- What to do -
Each line from the one containing "Every instance of the snow on" through the final line below must be reproduced exactly, and no others.

::::

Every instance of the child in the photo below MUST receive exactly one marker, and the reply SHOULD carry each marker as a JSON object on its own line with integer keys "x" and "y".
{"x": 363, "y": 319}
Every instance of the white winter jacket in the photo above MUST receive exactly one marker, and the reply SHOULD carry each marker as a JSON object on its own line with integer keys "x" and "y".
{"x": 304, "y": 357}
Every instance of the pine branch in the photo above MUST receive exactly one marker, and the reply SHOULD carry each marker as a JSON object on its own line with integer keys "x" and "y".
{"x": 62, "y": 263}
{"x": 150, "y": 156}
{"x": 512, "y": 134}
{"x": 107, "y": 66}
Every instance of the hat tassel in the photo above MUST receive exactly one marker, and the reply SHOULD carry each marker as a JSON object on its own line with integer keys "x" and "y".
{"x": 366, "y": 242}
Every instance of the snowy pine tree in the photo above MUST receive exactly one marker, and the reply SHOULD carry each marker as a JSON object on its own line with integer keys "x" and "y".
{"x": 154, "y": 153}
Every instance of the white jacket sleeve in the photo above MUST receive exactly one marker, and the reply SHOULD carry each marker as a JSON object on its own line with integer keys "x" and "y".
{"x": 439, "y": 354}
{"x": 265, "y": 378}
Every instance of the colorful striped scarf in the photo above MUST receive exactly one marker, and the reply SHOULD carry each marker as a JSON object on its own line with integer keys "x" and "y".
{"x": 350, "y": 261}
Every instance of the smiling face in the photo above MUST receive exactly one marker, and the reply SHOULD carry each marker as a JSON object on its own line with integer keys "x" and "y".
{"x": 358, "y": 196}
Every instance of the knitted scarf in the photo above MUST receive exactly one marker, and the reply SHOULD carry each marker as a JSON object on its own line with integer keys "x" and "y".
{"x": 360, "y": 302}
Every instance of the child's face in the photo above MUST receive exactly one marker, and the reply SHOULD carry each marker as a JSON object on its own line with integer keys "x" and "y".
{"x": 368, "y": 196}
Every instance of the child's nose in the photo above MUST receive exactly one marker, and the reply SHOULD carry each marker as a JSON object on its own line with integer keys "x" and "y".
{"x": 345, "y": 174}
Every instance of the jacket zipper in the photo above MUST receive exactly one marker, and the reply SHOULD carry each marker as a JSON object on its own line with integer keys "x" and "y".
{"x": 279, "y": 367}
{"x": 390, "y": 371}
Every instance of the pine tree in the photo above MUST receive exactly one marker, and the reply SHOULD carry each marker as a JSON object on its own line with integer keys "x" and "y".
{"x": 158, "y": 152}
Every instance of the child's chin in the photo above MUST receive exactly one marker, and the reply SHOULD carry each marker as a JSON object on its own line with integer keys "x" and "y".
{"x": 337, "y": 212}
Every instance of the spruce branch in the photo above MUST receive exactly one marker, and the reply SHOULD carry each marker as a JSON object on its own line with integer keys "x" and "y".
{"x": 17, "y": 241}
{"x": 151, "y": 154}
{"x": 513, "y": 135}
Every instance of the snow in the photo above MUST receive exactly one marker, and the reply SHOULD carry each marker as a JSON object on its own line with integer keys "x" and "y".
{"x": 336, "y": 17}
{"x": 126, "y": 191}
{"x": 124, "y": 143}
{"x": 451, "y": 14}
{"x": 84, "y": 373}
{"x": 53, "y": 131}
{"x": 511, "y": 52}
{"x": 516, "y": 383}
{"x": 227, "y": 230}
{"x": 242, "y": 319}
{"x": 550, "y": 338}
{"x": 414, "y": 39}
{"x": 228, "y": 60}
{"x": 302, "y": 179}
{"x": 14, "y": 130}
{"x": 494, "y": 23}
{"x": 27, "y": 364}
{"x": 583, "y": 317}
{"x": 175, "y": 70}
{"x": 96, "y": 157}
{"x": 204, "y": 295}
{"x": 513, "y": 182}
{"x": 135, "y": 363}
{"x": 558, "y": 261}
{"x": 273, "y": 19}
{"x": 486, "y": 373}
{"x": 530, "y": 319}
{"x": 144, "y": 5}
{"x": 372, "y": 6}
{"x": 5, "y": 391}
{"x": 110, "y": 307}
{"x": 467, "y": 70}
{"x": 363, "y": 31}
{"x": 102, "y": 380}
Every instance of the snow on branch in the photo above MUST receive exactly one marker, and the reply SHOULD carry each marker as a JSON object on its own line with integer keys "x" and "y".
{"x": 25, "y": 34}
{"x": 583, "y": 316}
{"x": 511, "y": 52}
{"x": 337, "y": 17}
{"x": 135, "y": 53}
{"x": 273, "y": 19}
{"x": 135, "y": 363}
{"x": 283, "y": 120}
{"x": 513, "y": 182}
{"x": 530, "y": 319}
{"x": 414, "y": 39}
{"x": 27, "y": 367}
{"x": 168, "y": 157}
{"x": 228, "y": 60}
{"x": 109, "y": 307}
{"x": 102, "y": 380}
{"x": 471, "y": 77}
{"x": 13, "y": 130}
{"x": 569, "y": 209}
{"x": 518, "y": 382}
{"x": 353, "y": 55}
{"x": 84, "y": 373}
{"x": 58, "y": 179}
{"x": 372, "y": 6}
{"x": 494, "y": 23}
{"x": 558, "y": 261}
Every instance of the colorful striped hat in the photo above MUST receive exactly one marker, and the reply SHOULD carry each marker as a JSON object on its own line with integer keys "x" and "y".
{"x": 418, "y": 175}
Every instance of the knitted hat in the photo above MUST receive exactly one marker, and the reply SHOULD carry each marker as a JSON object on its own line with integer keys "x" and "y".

::::

- Output for this task -
Every instance of the snow on branch in the photo above MUST receive exactly one marker, and the reply SHOULD carry each marker as a JSON object on its own line with integer keys "x" and "y".
{"x": 25, "y": 34}
{"x": 583, "y": 316}
{"x": 511, "y": 52}
{"x": 337, "y": 17}
{"x": 135, "y": 53}
{"x": 273, "y": 19}
{"x": 135, "y": 363}
{"x": 283, "y": 120}
{"x": 513, "y": 182}
{"x": 530, "y": 319}
{"x": 414, "y": 39}
{"x": 27, "y": 367}
{"x": 168, "y": 157}
{"x": 228, "y": 60}
{"x": 109, "y": 307}
{"x": 102, "y": 380}
{"x": 471, "y": 77}
{"x": 13, "y": 130}
{"x": 569, "y": 209}
{"x": 518, "y": 382}
{"x": 353, "y": 55}
{"x": 84, "y": 373}
{"x": 58, "y": 179}
{"x": 372, "y": 6}
{"x": 494, "y": 23}
{"x": 558, "y": 261}
Every instance of the colorful striped hat in the photo above MUST receive exactly one marker, and the reply SHOULD carry each marker as a JSON object on its own line with integer keys "x" and "y".
{"x": 418, "y": 175}
Every instance of the knitted hat in the photo above MUST receive exactly one marker, and the reply SHOULD carry each marker as a JSON object on its own line with integer keys "x" and "y".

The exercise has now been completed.